**Entries provided:**

******************************

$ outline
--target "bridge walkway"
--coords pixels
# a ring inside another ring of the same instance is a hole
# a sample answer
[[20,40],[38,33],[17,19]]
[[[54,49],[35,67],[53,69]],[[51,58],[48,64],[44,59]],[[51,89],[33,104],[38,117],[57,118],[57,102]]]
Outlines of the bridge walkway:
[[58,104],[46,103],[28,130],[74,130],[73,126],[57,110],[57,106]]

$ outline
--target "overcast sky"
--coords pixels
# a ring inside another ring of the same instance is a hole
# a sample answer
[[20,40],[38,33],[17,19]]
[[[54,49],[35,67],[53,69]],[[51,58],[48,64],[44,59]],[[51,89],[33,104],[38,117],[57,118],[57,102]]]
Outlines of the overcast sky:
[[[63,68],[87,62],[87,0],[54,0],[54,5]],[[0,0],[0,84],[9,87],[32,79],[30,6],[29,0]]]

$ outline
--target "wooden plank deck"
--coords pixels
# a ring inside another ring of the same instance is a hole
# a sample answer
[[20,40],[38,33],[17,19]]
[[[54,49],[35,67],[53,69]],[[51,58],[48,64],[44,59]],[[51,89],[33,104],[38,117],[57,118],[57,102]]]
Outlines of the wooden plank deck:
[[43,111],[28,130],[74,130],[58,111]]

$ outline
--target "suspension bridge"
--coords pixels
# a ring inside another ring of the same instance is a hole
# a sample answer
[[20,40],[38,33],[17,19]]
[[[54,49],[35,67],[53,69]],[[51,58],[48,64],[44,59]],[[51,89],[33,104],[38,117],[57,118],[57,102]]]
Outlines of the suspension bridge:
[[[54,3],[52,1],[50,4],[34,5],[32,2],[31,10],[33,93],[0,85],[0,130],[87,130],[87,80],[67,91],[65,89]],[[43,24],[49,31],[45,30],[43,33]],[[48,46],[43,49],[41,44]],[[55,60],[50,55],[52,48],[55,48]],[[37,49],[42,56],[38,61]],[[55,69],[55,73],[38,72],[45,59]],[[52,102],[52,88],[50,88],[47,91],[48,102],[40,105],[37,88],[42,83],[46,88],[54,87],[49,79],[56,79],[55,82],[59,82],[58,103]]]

******************************

**Task prompt:** Copy the lines above exactly, from the first line down through the line that contains "[[58,104],[46,103],[28,130],[74,130],[73,126],[57,110],[57,106]]", including that line.

**Exercise response:**
$ outline
--target "bridge walkway"
--coords pixels
# a ring inside another ring of the same instance is a hole
# a sample answer
[[20,40],[38,33],[17,19]]
[[[54,49],[35,67],[53,69]],[[51,58],[48,64],[44,59]],[[51,89],[33,104],[38,117],[57,118],[57,102]]]
Outlines of the bridge walkway:
[[58,104],[46,103],[28,130],[74,130],[73,126],[57,110],[57,106]]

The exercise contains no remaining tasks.